[TASK PROMPT] When you transcribe the entries below, begin at their first line and stop after the line containing "column 223, row 278"; pictures stay out.

(TASK DATA)

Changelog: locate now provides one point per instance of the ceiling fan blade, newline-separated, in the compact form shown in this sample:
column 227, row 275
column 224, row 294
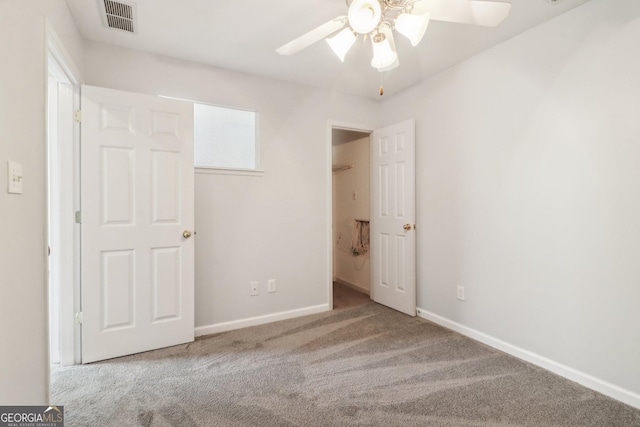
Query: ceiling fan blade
column 487, row 13
column 313, row 36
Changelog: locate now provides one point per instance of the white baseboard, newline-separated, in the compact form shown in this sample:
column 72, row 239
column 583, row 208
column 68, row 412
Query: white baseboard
column 606, row 388
column 259, row 320
column 348, row 284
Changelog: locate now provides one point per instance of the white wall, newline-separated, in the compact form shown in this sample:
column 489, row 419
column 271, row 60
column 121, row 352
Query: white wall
column 23, row 307
column 251, row 228
column 528, row 162
column 355, row 271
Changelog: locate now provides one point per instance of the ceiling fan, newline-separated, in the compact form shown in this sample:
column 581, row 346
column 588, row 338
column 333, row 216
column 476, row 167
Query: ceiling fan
column 377, row 19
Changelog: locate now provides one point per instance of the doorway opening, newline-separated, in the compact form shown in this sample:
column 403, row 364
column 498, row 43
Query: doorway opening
column 63, row 233
column 350, row 152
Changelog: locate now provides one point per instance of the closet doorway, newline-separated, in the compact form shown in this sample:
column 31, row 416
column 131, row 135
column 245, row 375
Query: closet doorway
column 350, row 217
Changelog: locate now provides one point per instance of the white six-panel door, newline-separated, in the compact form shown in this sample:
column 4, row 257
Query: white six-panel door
column 137, row 202
column 393, row 238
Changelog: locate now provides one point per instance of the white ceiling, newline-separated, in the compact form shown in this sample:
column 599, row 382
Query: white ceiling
column 242, row 35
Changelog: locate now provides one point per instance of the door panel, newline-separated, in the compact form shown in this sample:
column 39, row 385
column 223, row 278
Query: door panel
column 393, row 203
column 137, row 199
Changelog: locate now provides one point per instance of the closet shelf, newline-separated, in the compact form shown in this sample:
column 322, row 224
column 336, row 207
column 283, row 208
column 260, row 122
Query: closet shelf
column 340, row 168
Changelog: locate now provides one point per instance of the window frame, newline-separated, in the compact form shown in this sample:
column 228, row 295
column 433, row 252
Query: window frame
column 217, row 170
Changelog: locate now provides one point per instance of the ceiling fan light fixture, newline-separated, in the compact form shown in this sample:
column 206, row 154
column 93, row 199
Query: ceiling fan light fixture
column 412, row 27
column 364, row 15
column 342, row 42
column 384, row 51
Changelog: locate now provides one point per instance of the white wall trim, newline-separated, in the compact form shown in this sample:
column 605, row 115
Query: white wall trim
column 222, row 171
column 351, row 285
column 606, row 388
column 259, row 320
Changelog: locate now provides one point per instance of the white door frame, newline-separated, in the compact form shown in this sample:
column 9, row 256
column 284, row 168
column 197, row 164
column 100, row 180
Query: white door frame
column 335, row 124
column 67, row 197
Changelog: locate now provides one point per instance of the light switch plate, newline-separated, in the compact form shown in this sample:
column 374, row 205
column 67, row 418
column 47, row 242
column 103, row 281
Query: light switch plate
column 14, row 178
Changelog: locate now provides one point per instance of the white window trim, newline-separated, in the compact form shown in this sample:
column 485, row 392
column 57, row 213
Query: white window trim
column 258, row 171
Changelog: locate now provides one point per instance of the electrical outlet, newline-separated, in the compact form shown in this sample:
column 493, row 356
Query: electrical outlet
column 255, row 289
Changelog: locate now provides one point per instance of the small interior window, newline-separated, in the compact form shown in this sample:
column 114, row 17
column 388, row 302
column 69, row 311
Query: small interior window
column 225, row 138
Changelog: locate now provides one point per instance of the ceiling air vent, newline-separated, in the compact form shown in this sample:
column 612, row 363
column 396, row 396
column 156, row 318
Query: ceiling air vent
column 119, row 16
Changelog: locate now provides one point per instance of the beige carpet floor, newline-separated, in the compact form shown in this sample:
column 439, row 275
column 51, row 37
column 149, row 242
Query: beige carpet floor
column 360, row 366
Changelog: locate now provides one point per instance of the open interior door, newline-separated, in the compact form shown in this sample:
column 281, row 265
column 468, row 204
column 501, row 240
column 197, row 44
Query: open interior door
column 393, row 238
column 137, row 213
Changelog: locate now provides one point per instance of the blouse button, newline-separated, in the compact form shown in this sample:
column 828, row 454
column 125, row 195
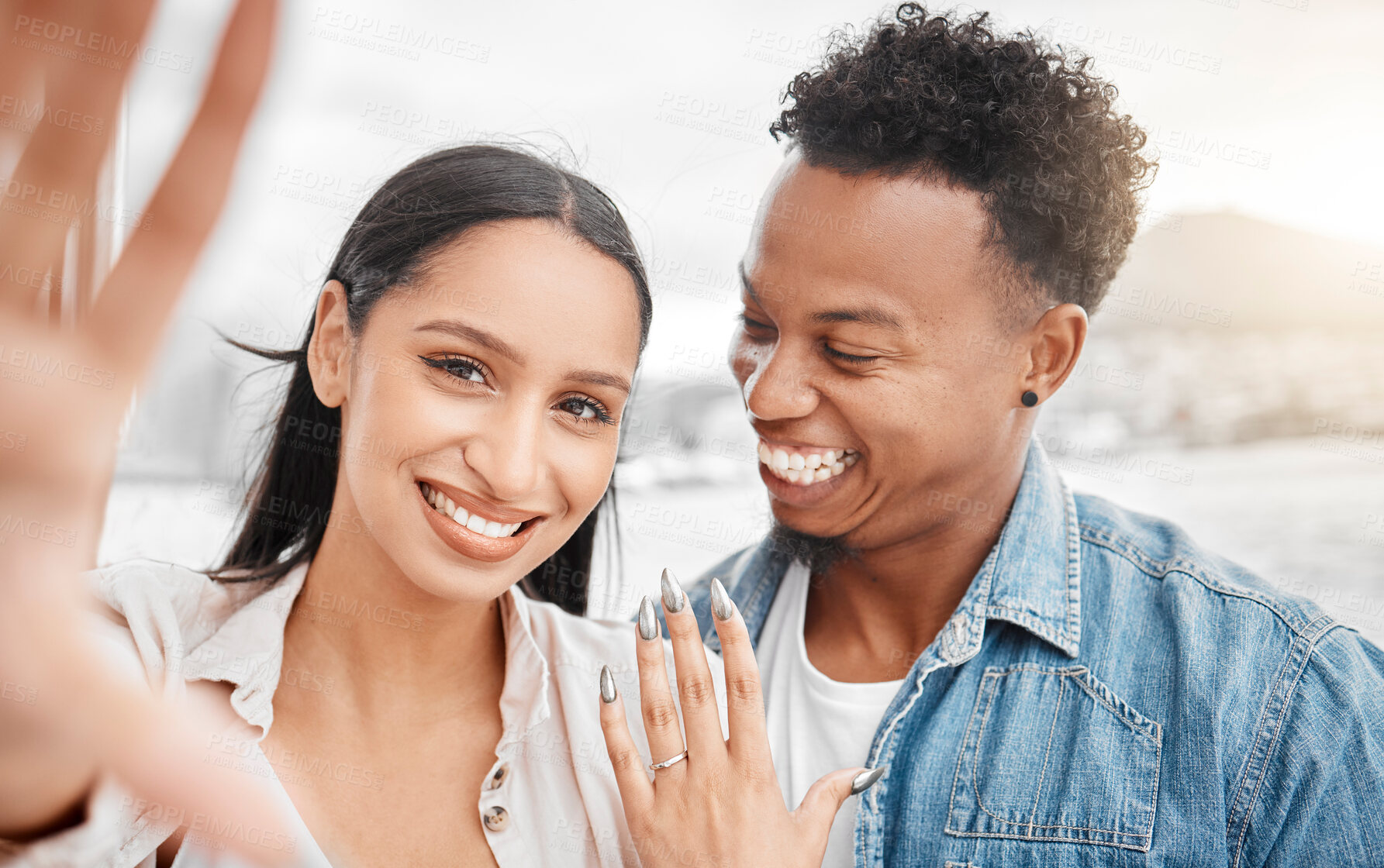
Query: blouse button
column 497, row 818
column 499, row 776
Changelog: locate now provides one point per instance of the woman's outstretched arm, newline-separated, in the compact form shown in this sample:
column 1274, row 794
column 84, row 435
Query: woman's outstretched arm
column 78, row 718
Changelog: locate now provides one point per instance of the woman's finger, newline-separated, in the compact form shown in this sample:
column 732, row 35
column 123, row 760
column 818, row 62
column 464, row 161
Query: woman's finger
column 749, row 741
column 56, row 181
column 661, row 712
column 696, row 691
column 825, row 797
column 139, row 297
column 630, row 776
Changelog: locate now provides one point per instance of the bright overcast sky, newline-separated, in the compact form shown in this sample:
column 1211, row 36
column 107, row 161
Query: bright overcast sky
column 1264, row 107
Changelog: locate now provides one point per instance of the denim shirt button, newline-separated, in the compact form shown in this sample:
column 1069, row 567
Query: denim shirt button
column 954, row 637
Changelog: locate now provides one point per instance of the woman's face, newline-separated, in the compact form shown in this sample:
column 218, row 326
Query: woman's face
column 497, row 381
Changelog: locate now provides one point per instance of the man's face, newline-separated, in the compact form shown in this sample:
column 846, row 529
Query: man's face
column 871, row 355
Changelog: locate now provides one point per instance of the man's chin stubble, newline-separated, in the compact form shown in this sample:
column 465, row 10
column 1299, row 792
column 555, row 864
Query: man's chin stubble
column 820, row 554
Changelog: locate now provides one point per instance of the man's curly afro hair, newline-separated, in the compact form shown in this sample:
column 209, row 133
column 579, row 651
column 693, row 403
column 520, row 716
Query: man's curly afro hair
column 1008, row 116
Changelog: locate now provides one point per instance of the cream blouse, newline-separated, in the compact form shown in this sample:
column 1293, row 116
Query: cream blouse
column 550, row 797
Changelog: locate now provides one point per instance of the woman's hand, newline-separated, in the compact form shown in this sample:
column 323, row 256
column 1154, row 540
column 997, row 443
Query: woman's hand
column 67, row 716
column 721, row 804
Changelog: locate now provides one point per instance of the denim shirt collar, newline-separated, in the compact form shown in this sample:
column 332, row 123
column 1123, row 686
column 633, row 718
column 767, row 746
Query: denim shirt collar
column 1031, row 576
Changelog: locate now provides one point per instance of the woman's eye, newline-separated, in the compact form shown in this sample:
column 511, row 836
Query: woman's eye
column 460, row 367
column 585, row 410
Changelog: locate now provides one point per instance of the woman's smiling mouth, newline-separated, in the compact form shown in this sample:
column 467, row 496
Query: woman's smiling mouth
column 475, row 531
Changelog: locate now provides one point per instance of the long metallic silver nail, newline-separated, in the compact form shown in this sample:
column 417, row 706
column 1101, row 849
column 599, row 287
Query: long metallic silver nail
column 648, row 621
column 867, row 778
column 721, row 605
column 673, row 597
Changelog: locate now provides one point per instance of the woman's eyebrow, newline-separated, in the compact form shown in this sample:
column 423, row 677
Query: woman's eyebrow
column 599, row 378
column 476, row 336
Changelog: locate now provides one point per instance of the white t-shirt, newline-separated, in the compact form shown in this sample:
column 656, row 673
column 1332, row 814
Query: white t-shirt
column 816, row 725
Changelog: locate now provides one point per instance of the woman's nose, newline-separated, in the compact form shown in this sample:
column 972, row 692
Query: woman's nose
column 507, row 456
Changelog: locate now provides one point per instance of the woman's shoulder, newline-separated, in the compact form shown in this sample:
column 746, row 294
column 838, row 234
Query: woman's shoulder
column 151, row 615
column 164, row 594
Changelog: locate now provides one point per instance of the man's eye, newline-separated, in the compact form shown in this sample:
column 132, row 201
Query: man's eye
column 752, row 323
column 847, row 357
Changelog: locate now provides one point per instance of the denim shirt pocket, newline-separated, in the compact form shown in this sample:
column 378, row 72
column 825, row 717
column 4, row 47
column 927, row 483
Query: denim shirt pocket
column 1051, row 753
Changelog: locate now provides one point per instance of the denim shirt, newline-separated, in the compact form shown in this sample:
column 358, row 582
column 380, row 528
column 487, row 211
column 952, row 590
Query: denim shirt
column 1110, row 694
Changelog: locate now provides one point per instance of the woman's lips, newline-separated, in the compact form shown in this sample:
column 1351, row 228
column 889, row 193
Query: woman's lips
column 470, row 543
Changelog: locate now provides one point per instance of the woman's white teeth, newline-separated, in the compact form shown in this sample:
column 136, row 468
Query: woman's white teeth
column 806, row 468
column 444, row 505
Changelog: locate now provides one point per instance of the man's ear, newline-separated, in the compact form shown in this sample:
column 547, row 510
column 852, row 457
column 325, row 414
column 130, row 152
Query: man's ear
column 1055, row 343
column 328, row 352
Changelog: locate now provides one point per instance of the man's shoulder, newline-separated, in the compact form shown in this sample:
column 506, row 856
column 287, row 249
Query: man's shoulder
column 1161, row 553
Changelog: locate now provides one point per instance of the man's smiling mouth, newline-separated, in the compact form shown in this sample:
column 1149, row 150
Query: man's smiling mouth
column 806, row 466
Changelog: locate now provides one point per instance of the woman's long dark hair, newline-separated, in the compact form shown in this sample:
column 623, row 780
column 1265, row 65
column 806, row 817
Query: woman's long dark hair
column 417, row 212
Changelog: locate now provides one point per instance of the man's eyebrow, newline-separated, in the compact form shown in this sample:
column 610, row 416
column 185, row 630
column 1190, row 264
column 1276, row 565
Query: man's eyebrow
column 867, row 316
column 601, row 378
column 470, row 332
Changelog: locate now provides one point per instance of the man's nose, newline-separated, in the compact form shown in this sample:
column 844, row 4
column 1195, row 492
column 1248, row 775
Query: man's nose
column 778, row 385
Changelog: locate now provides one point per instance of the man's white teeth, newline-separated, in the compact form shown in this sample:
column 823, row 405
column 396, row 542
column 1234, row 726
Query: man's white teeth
column 444, row 505
column 806, row 468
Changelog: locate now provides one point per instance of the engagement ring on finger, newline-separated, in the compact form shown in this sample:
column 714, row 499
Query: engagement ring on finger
column 666, row 763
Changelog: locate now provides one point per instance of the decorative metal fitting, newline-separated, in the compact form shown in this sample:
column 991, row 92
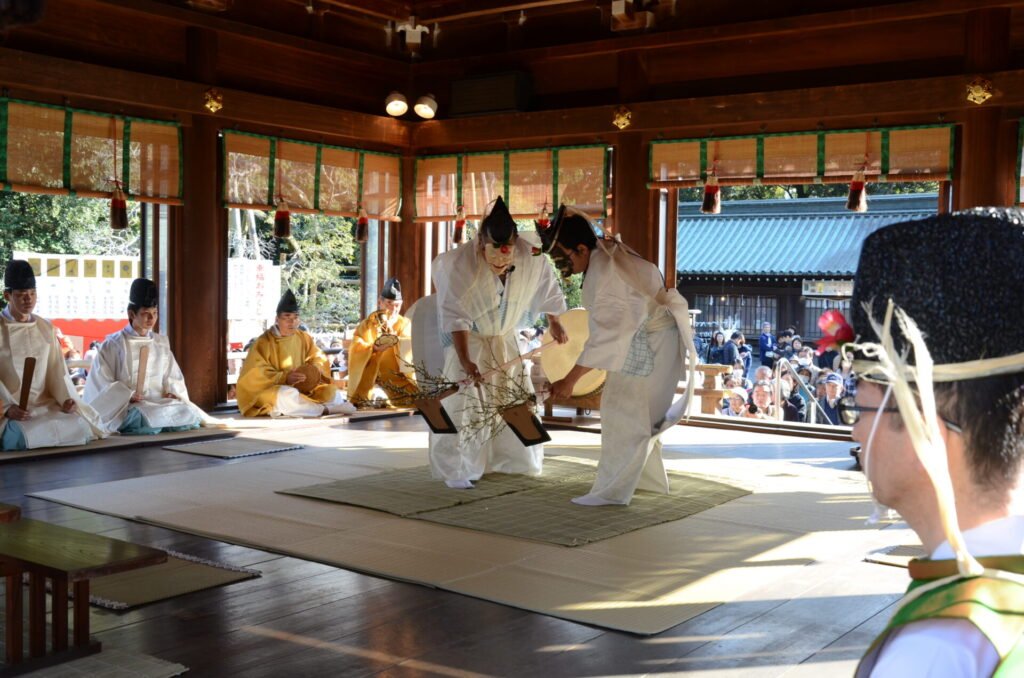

(End TASK DATA)

[REPLY TO THE EXERCISE]
Changelog: locate now provides one point per instance of the ceiling fan blade, newline-separated, in the compact form shown in this sample:
column 227, row 275
column 224, row 294
Query: ceiling fan blade
column 487, row 13
column 313, row 36
Changelog: locate now provides one point per instance of the white baseboard, newline-separated, in the compact form shown in this sample:
column 72, row 239
column 583, row 208
column 68, row 412
Query: white baseboard
column 606, row 388
column 259, row 320
column 348, row 284
Changelog: locate now provides one point per instance of the white wall, newline-separated, in the compact form shown in this sample:
column 489, row 419
column 271, row 60
column 121, row 352
Query: white wall
column 23, row 307
column 251, row 228
column 528, row 162
column 355, row 271
Changelog: locate now provides one point per instance of the ceiling fan, newline-separated, in the compact form shown in this sample:
column 581, row 346
column 588, row 338
column 333, row 216
column 476, row 167
Query: ceiling fan
column 377, row 19
Changelog: locate now provides one point per instance of the doorway opening, newline-separated, in the compact form shown in this sample:
column 403, row 364
column 498, row 43
Query: doorway opening
column 63, row 233
column 350, row 152
Changelog: locate now provides one point per instance of the closet doorway, newline-separated, in the compact form shown in this sample:
column 31, row 416
column 131, row 135
column 245, row 375
Query: closet doorway
column 350, row 217
Changelog: locate now provides one point per instance of the white six-panel door, newline-separated, in the compact form shown in this sample:
column 4, row 257
Query: white six-panel door
column 137, row 202
column 393, row 238
Changelog: locate now provides one point per instance of the white ceiling, newline-separated, in the compact form shown in this sample:
column 599, row 382
Query: white ceiling
column 242, row 35
Changelog: locate now provides one point per instance of the door panel, newline-separated, in the compact form shown in this sample:
column 39, row 385
column 223, row 278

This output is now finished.